■ Extracted records
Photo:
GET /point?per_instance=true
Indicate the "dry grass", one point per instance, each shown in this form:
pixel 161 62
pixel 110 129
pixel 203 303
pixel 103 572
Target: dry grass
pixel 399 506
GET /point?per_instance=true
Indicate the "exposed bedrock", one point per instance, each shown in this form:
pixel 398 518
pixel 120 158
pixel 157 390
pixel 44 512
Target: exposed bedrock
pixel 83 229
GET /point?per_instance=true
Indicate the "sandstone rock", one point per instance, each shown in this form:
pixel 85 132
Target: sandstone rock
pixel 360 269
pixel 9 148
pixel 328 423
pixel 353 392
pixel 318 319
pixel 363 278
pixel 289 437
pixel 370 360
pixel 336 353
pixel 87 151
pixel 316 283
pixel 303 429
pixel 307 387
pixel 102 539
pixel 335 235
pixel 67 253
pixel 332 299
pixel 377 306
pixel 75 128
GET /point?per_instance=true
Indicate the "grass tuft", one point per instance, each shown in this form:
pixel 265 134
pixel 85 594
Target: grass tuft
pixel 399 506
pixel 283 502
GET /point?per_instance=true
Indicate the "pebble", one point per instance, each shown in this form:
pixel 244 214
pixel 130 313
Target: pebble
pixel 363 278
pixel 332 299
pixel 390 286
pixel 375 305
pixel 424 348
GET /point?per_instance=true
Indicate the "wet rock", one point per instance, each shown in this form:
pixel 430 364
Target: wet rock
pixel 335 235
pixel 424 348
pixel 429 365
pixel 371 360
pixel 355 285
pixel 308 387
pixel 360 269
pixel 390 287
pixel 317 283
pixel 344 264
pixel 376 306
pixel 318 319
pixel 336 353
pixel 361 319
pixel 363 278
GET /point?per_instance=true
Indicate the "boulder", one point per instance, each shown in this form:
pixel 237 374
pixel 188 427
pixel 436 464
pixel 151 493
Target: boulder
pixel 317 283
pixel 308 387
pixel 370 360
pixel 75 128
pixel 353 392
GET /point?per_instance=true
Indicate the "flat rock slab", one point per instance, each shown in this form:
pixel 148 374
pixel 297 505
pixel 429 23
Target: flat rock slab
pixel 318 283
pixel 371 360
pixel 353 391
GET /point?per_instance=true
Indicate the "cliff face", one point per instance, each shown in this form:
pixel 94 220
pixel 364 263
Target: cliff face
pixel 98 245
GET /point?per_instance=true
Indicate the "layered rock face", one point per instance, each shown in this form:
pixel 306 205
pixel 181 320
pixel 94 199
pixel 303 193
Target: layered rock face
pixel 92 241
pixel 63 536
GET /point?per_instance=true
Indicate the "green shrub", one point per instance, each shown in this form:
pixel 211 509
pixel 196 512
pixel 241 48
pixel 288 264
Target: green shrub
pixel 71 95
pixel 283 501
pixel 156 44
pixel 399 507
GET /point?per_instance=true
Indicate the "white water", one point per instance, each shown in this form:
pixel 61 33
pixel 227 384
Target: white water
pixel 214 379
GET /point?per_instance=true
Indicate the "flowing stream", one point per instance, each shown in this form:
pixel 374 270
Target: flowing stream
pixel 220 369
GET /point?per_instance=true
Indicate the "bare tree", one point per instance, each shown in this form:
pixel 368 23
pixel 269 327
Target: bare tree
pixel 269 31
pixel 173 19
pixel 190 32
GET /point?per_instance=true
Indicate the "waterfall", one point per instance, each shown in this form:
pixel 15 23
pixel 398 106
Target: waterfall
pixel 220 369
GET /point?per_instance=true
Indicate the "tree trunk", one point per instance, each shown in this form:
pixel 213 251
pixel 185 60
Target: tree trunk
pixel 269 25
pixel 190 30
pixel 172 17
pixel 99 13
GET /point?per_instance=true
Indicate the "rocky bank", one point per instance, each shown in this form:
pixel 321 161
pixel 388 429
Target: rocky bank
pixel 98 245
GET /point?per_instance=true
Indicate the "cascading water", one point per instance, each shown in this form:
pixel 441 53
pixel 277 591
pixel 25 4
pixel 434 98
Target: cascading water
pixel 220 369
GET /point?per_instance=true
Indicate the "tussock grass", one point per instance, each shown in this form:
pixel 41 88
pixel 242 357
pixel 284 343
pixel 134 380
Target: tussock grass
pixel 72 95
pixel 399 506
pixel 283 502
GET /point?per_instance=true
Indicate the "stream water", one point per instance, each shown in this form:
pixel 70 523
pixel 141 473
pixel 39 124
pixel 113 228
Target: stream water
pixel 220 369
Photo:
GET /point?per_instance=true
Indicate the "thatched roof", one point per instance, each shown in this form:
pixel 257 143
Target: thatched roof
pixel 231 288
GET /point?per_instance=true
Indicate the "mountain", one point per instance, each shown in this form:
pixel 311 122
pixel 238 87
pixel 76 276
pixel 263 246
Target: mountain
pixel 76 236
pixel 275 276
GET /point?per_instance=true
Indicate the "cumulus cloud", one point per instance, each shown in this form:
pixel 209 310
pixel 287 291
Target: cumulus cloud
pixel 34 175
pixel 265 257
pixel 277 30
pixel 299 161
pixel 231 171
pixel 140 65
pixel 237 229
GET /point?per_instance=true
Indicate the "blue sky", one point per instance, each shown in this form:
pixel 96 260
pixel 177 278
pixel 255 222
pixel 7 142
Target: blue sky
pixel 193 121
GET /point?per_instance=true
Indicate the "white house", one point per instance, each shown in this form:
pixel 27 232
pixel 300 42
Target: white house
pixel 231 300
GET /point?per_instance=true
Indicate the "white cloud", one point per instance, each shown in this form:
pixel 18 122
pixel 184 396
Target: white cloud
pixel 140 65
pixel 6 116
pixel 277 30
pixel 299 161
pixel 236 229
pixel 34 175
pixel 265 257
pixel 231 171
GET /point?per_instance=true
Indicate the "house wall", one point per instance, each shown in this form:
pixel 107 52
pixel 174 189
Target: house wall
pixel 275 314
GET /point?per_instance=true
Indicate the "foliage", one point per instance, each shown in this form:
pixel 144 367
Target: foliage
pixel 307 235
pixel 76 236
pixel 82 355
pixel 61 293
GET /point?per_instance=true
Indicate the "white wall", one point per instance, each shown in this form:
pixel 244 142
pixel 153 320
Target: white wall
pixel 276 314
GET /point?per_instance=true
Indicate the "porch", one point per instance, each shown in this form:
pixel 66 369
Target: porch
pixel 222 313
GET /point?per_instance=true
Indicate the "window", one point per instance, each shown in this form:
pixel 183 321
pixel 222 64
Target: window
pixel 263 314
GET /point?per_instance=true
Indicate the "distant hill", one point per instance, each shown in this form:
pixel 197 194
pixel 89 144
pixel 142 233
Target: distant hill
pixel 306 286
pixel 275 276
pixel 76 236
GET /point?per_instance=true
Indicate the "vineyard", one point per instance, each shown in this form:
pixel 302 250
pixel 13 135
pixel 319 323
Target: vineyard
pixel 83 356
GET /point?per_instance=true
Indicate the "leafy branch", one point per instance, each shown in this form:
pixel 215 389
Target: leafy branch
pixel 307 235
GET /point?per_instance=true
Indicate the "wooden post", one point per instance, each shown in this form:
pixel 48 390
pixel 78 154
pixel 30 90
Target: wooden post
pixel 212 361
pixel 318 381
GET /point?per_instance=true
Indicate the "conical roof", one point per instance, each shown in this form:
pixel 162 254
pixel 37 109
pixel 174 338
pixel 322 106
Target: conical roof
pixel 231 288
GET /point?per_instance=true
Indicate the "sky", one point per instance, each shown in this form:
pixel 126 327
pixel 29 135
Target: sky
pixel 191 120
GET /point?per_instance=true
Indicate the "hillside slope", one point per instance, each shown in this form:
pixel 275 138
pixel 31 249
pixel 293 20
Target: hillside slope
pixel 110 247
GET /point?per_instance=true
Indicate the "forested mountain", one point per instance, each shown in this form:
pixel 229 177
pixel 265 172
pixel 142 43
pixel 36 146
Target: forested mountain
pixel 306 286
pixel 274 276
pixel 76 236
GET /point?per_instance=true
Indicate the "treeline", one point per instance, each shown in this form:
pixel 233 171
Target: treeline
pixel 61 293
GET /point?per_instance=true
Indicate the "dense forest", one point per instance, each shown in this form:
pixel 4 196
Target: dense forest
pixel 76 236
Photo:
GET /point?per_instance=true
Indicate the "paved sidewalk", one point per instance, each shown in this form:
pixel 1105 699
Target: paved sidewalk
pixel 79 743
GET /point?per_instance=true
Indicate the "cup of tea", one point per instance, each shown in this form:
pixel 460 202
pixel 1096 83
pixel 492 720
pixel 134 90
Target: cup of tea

■ What you need to do
Count the lines in the data above that contain the string "rocky", treating uppercase and lowercase as different, and reply with only that number.

■ Exercise result
2